→ Problem to solve
Each line below must be reproduced exactly.
** Source records follows **
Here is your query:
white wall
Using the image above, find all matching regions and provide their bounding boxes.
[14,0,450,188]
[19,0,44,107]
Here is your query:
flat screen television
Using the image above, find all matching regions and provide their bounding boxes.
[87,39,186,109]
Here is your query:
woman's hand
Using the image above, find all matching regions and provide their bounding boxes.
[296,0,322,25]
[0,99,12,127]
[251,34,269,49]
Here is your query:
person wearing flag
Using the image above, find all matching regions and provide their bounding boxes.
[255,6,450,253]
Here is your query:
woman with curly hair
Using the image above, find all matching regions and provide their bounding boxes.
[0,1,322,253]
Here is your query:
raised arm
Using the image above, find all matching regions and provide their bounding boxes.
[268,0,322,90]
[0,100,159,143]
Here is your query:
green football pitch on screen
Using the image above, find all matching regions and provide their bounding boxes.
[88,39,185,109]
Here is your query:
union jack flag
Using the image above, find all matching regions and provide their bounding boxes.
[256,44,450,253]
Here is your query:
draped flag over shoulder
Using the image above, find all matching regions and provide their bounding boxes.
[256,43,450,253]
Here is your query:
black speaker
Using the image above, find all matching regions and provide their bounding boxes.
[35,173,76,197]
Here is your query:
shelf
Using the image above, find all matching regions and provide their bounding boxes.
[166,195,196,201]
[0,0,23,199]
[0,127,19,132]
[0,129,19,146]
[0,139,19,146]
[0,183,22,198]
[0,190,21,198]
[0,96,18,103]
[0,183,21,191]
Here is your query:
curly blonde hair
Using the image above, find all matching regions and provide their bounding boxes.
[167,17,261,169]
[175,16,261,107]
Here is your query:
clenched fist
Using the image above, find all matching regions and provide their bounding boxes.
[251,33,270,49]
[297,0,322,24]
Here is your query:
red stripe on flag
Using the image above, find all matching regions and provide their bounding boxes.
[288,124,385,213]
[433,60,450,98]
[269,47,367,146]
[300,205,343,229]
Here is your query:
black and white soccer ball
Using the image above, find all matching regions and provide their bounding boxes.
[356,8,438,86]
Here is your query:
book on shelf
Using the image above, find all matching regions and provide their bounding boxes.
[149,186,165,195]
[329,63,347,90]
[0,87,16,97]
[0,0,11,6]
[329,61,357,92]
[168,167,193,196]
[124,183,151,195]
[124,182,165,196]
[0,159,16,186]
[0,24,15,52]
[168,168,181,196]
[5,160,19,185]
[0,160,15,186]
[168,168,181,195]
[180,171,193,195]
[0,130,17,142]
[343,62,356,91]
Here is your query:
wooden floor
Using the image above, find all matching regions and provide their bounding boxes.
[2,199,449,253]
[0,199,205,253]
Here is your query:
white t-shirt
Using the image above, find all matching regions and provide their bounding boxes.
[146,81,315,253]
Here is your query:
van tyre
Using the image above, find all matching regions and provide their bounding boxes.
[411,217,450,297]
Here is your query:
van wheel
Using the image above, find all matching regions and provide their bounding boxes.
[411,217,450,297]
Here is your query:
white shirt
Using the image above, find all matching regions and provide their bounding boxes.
** End of Source records **
→ Answer to the problem
Here is your query:
white wall
Using the image above, find all matching regions and provide their bounding boxes.
[14,0,450,188]
[19,0,44,107]
Here is your query:
flat screen television
Using the image above, find all matching regions and provide their bounding boxes.
[87,39,186,109]
Here is your query:
woman's hand
Using the image above, find all matching regions and provide their bounding boxes.
[296,0,322,25]
[0,99,12,127]
[251,34,269,49]
Here is your query:
person wearing flag
Using the image above, find all matching regions and provide their bounding boxes.
[255,6,450,253]
Here is your query:
woman with curly hair
Using the image above, find all matching regions and provide their bounding boxes.
[0,1,322,253]
Here is your query:
raised arm
Using the image above, find all matching regions and provide their bounding boxes.
[268,0,322,90]
[0,100,159,143]
Here is your query:
green football pitch on screen
Using the image above, find all matching regions and provide their bounding boxes.
[88,39,185,109]
Here is your query:
union jack flag
Using the image above, find all matching regions and provide their bounding boxes.
[256,44,450,253]
Here is your query:
draped flag over shoulder
Using the image above, find all matching regions and provide their bounding boxes.
[256,43,450,253]
Here is your query:
black speaker
Using the image above, find all matching regions and provide their bounding boxes.
[35,173,76,197]
Here is your query:
shelf
Using the image above, find all matching regions and provide their bounding boxes.
[166,195,196,201]
[0,0,23,199]
[0,127,19,132]
[0,129,19,146]
[0,139,19,146]
[0,183,22,198]
[0,190,21,198]
[0,96,18,103]
[0,183,21,191]
Here is your query:
curly blonde hair
Using the image above, find all matching regions and provide their bounding boxes.
[167,17,261,169]
[175,16,261,107]
Here is your query:
clenched fist
Using the image above, find all matching regions and provide their bounding boxes.
[251,33,270,49]
[297,0,322,24]
Here is your query:
red stripe on flag
Using the image above, find all matching regions and provide their bounding boxes.
[288,124,385,213]
[433,60,450,98]
[269,47,367,146]
[300,205,343,229]
Here is your query:
black and white soccer ball
Using the image above, find all matching regions and provide their bounding boxes.
[356,8,438,86]
Here is your query:
book on shelf
Using the image above, find all matching regions and provide their bounding boxes.
[149,186,165,195]
[329,63,347,90]
[0,87,16,97]
[0,0,11,6]
[329,61,357,92]
[168,167,193,196]
[124,183,151,195]
[124,182,165,196]
[0,159,16,186]
[0,24,15,52]
[168,168,181,196]
[5,160,19,185]
[0,160,15,186]
[168,168,181,195]
[180,171,193,195]
[0,130,17,142]
[343,62,356,91]
Here is your query:
wooden floor
Using the image above, find all matching regions and provide their bounding boxes.
[2,199,449,253]
[0,199,205,253]
Here is your query:
white t-shirt
Using the image above, find all matching regions and provide their bounding boxes.
[146,81,315,253]
Here is your query:
van tyre
Using the image above, find all matching regions and provide their bounding boxes.
[411,217,450,297]
Here is your query:
van wheel
Using the image above, find all matching regions and provide their bounding boxes.
[411,217,450,297]
Here is your query:
white shirt
Using the image above, find all matching regions and provide their bounding boxes.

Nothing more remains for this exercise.